• **Stated task**:
Rewrite the passage on emotions across cultures from "The philosophers Ron" to "Ifaluk do not.", putting "yam fields" in place of "taro gardens".

Distilling the variation from the universal patterns is not just a way to tidy up
a set of messy data. It can also provide clues about the innate circuitry that
makes learning possible. If the universal part of a rule is embodied in the
neural circuitry that guides babies when they first learn language, it could
explain how children learn language so easily and uniformly and without the
benefit of instruction. Rather than treating the sound coming out of Mom's mouth
as just an interesting noise to mimic verbatim or to slice and dice in arbitrary
ways, the baby listens for heads and complements, pays attention to how they are
ordered, and builds a grammatical system consistent with that ordering.

This idea can make sense of other kinds of variability across cultures. Many
anthropologists sympathetic to social constructionism have claimed that emotions
familiar to us, like anger, are absent from some cultures. (A few anthropologists
say there are cultures with no emotions at all!) For example, Catherine Lutz
wrote that the Ifaluk (a Micronesian people) do not experience our "anger" but
instead undergo an experience they call song. Song is a state of dudgeon
triggered by a moral infraction such as breaking a taboo or acting in a cocky
manner. It licenses one to shun, frown at, threaten, or gossip about the
offender, though not to attack him physically. The target of song experiences
another emotion allegedly unknown to Westerners: metagu, a state of dread that
impels him to appease the song-ful one by apologizing, paying a fine, or offering
a gift.

The philosophers Ron Mallon and Stephen Stich, inspired by Chomsky and other
cognitive scientists, point out that the issue of whether to call Ifaluk song and
Western anger the same emotion or different emotions is a quibble about the
meaning of emotion words: whether they should be defined in terms of surface
behavior or underlying mental computation. If an emotion is defined by behavior,
then emotions certainly do differ across cultures. The Ifaluk react emotionally
to a woman working in the taro gardens while menstruating or to a man entering a
birthing house, and we do not. We react emotionally to someone shouting a racial
epithet or raising the middle finger, but as far as we know, the Ifaluk do not.
But if an emotion is defined by mental mechanisms-what psychologists like Paul
Ekman and Richard Lazarus call "affect programs" or "if-then formulas" (note the
computational vocabulary)-we and the Ifaluk are not so different after all. We
might all be equipped with a program that responds to an affront to our interests
or our dignity with an unpleasant burning feeling that motivates us to punish or
to exact compensation. But what counts as an affront, whether we feel it is
permissible to glower in a particular setting, and what kinds of retribution we
think we are entitled to, depend on our culture. The stimuli and responses may
differ, but the mental states are the same, whether or not they are perfectly
labeled by words in our language.

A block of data
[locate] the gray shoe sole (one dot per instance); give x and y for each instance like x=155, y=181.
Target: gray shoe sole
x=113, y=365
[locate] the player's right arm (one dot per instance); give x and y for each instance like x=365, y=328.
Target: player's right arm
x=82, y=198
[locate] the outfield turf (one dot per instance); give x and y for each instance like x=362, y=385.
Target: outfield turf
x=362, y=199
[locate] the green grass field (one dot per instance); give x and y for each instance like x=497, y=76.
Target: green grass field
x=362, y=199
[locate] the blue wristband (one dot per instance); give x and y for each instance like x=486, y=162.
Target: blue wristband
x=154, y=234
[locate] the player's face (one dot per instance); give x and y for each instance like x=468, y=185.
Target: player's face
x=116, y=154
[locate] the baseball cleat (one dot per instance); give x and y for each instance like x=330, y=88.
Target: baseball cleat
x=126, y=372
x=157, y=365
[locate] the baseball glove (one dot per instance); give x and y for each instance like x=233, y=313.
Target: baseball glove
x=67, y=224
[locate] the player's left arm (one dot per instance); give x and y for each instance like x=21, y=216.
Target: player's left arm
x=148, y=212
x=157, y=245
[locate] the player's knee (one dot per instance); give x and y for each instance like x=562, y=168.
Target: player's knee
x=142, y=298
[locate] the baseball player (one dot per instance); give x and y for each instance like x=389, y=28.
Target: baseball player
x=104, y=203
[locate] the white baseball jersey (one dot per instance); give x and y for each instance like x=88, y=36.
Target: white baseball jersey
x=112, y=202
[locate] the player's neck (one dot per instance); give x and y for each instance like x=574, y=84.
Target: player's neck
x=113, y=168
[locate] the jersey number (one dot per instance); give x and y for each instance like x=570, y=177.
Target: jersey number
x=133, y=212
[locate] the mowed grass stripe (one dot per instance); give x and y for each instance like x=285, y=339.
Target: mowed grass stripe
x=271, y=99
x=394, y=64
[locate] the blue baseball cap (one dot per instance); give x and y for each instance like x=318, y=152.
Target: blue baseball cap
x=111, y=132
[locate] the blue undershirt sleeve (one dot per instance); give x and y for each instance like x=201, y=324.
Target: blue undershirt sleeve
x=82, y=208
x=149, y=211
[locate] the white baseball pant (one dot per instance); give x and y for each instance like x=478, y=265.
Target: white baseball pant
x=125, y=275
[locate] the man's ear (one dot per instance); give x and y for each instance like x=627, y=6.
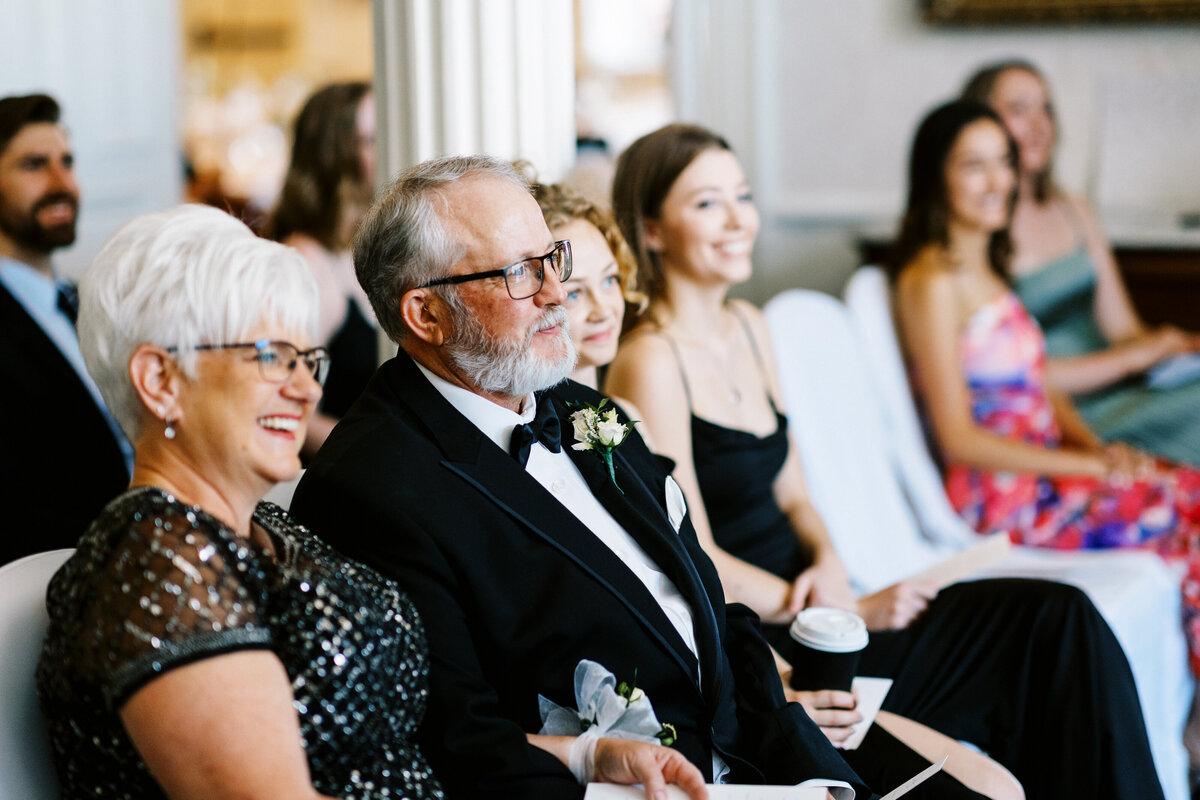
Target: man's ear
x=157, y=379
x=653, y=232
x=425, y=316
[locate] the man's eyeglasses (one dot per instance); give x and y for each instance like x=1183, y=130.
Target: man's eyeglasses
x=523, y=278
x=279, y=360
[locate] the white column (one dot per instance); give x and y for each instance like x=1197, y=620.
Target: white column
x=475, y=76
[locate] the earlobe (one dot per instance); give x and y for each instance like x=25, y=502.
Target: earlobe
x=156, y=378
x=424, y=316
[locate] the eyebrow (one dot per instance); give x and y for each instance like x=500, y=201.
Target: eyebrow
x=701, y=190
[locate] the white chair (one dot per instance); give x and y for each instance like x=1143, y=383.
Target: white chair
x=25, y=769
x=281, y=493
x=1137, y=593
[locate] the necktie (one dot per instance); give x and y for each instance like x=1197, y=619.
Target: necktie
x=544, y=428
x=69, y=301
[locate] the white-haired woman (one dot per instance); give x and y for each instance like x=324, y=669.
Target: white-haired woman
x=202, y=644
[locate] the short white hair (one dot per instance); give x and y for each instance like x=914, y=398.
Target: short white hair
x=191, y=275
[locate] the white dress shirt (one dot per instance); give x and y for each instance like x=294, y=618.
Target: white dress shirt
x=559, y=475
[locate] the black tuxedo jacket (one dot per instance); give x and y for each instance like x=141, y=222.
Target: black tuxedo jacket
x=515, y=590
x=59, y=461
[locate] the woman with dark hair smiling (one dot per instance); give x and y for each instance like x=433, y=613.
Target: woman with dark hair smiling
x=329, y=186
x=1018, y=456
x=970, y=661
x=1062, y=268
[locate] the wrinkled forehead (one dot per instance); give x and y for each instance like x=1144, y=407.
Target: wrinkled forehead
x=45, y=138
x=493, y=220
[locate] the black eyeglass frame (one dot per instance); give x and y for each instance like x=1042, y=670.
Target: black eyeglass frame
x=562, y=245
x=319, y=371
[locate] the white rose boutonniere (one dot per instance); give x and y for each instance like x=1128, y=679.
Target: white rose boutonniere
x=605, y=708
x=600, y=432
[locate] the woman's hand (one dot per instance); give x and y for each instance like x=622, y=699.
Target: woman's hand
x=832, y=710
x=1161, y=343
x=895, y=607
x=1126, y=464
x=825, y=583
x=621, y=761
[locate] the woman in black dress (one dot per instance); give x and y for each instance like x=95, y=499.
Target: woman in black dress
x=329, y=186
x=202, y=644
x=1025, y=669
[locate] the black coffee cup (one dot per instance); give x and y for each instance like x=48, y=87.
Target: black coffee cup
x=827, y=644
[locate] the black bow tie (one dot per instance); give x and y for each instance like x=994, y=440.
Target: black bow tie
x=544, y=428
x=69, y=301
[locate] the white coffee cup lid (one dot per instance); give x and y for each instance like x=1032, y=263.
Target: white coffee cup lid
x=831, y=630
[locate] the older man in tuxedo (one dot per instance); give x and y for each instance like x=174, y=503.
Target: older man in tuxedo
x=455, y=474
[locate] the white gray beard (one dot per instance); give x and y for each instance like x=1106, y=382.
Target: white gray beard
x=513, y=370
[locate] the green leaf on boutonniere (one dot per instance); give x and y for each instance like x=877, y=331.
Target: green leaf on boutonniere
x=600, y=432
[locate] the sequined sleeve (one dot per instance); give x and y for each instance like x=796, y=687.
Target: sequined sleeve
x=175, y=589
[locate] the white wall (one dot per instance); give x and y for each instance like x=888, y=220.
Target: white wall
x=821, y=98
x=113, y=67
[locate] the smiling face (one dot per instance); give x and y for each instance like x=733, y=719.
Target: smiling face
x=39, y=194
x=365, y=127
x=708, y=222
x=495, y=343
x=1023, y=102
x=979, y=179
x=594, y=301
x=238, y=427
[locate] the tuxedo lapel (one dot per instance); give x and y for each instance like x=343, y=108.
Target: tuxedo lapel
x=503, y=481
x=636, y=507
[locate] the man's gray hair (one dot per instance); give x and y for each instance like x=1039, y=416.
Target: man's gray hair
x=191, y=275
x=402, y=242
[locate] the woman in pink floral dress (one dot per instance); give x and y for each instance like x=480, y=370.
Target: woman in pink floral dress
x=1018, y=457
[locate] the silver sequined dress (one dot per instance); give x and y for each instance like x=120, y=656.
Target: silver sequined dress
x=156, y=584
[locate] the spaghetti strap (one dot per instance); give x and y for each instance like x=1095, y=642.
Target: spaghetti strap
x=1073, y=220
x=683, y=376
x=757, y=356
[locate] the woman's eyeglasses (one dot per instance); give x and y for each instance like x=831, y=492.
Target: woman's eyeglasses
x=277, y=360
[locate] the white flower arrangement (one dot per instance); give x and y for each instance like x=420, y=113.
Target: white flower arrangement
x=606, y=709
x=600, y=432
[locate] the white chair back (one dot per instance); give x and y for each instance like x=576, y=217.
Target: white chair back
x=834, y=417
x=1137, y=591
x=870, y=312
x=25, y=769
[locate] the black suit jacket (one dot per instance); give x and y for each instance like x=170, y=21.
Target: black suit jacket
x=59, y=461
x=514, y=591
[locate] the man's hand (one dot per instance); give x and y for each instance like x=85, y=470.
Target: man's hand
x=621, y=761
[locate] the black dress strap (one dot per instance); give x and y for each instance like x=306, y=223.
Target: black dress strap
x=757, y=356
x=683, y=376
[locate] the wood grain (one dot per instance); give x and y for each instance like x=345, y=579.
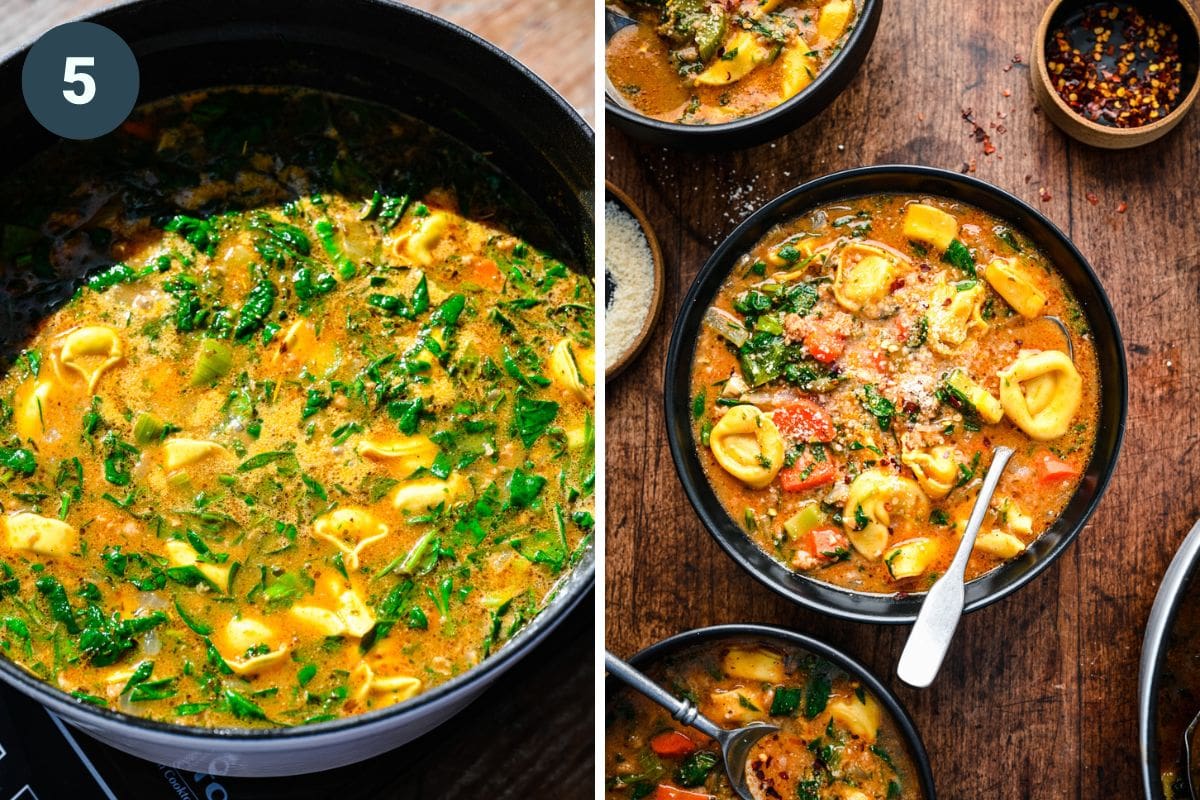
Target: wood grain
x=1037, y=698
x=534, y=728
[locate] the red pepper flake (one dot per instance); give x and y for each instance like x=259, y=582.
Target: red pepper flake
x=1115, y=65
x=978, y=132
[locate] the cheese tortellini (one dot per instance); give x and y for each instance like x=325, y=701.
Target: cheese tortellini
x=954, y=312
x=351, y=530
x=936, y=469
x=91, y=352
x=1018, y=290
x=865, y=274
x=880, y=500
x=1041, y=392
x=41, y=535
x=743, y=53
x=748, y=445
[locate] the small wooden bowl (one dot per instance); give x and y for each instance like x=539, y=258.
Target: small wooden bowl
x=643, y=336
x=1182, y=19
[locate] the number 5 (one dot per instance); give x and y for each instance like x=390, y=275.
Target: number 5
x=87, y=90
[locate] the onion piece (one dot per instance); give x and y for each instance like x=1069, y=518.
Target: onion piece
x=726, y=325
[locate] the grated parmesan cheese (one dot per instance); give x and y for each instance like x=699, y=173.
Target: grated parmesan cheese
x=629, y=277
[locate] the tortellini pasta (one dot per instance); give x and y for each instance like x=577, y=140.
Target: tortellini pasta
x=748, y=445
x=181, y=554
x=981, y=400
x=567, y=368
x=999, y=543
x=911, y=558
x=1018, y=290
x=351, y=530
x=178, y=452
x=936, y=469
x=865, y=274
x=251, y=645
x=954, y=312
x=877, y=501
x=930, y=226
x=834, y=18
x=42, y=535
x=427, y=493
x=743, y=53
x=418, y=242
x=343, y=612
x=406, y=453
x=1041, y=392
x=91, y=352
x=757, y=665
x=861, y=716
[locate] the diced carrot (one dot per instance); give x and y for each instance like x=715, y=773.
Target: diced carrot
x=486, y=274
x=671, y=793
x=139, y=128
x=880, y=361
x=1051, y=469
x=827, y=541
x=804, y=421
x=825, y=346
x=807, y=474
x=672, y=744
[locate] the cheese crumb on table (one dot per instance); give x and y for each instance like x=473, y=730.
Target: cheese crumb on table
x=629, y=281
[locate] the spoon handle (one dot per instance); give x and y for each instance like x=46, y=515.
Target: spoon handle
x=682, y=710
x=939, y=618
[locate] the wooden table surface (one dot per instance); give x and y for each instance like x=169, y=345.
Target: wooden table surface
x=534, y=728
x=1037, y=698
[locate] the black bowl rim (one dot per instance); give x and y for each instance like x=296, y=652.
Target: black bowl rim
x=1171, y=591
x=843, y=67
x=815, y=594
x=571, y=587
x=905, y=725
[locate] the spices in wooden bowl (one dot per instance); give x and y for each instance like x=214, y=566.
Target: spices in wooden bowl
x=1116, y=65
x=1116, y=74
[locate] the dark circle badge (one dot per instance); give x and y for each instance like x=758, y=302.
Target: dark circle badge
x=81, y=80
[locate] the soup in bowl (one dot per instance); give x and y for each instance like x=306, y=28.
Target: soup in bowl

• **Result of the exercise**:
The philosophers Ron Mallon and Stephen Stich, inspired by Chomsky and other
cognitive scientists, point out that the issue of whether to call Ifaluk song and
Western anger the same emotion or different emotions is a quibble about the
meaning of emotion words: whether they should be defined in terms of surface
behavior or underlying mental computation. If an emotion is defined by behavior,
then emotions certainly do differ across cultures. The Ifaluk react emotionally
to a woman working in the yam fields while menstruating or to a man entering a
birthing house, and we do not. We react emotionally to someone shouting a racial
epithet or raising the middle finger, but as far as we know, the Ifaluk do not.